HOW TO COMPLETE THIS TASK: The records that follow are to be transcribed in full, leaving out each picture.

RECORDS PROVIDED:
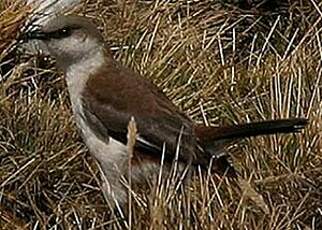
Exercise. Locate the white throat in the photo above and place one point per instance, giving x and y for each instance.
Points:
(78, 74)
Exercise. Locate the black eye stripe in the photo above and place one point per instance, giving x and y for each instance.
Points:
(65, 32)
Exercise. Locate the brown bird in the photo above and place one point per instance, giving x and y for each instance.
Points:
(105, 95)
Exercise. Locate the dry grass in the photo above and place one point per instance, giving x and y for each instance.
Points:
(220, 64)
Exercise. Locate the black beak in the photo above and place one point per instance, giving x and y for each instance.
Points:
(33, 35)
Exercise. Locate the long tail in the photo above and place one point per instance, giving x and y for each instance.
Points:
(213, 134)
(214, 139)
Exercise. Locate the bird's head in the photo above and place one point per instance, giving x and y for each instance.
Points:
(68, 38)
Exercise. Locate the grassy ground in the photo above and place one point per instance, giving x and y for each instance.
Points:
(220, 63)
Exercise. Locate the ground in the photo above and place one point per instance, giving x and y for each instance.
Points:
(221, 62)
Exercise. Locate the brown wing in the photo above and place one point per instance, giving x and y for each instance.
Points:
(112, 98)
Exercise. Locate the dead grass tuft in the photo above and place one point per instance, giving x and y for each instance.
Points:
(220, 63)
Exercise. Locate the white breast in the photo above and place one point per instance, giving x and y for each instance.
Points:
(108, 154)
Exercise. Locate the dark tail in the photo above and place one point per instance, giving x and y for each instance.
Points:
(213, 134)
(214, 139)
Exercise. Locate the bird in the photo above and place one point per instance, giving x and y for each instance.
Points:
(105, 95)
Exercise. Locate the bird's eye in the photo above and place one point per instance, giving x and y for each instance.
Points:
(65, 32)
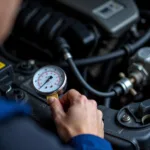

RESULT FOR THIS EXERCISE:
Exercise. Locate the white throat in the photo above and place one point per instance, giving x and y for each instance.
Points:
(78, 74)
Exercise. Locate the black eye stripe in the photo above and place one point per instance, giving x and y for each instance.
Points:
(65, 32)
Exercise. Locate the brown bird in the photo above and place one point per instance, giving x and y for each instance.
Points:
(105, 95)
Exercise. Locate the dry grass in the photo above and place one point per instance, giving x and y for each instance.
Points:
(220, 64)
Exercise. Locate the black beak in the photo above and place one point per instance, giving x and y for each instance.
Points:
(33, 35)
Exercise. Locate the long tail in the photo above and place one point per instance, giving x and y for each instance.
Points:
(213, 134)
(214, 139)
Exercise. Locate the bird's head in the photo above and place one point per instance, giving x and y for each instance.
Points:
(68, 38)
Exercise. Locate the grassy ground in the photo above and place one point per instance, giving x and y for each instance.
Points:
(220, 63)
Exercise. Locate the ground in the photo above and place one point per instance, giving x and y for each instance.
Points:
(221, 62)
Exercise. Locate the brown wing in the photo above and place one point per instance, giving x and y for each instance.
Points:
(112, 98)
Exercise. Locate the dead grass tuft in the photo above and place one point per instance, giving x and y for each instance.
Points:
(220, 63)
Exercise. Locate the white breast in the photo above and place one point per instance, giving x and y for each instance.
Points:
(108, 154)
Exercise. Locate the dark tail in the photo above and place one point per instance, giving x and y for each instance.
Points:
(213, 134)
(214, 139)
Exercise. Locate the bird in the photo above and place one point per instance, giving x and y for each instance.
Points:
(105, 95)
Exercise. Locate the bird's eye in the photo above and place one point per instance, giving x and y for each instance.
Points:
(65, 32)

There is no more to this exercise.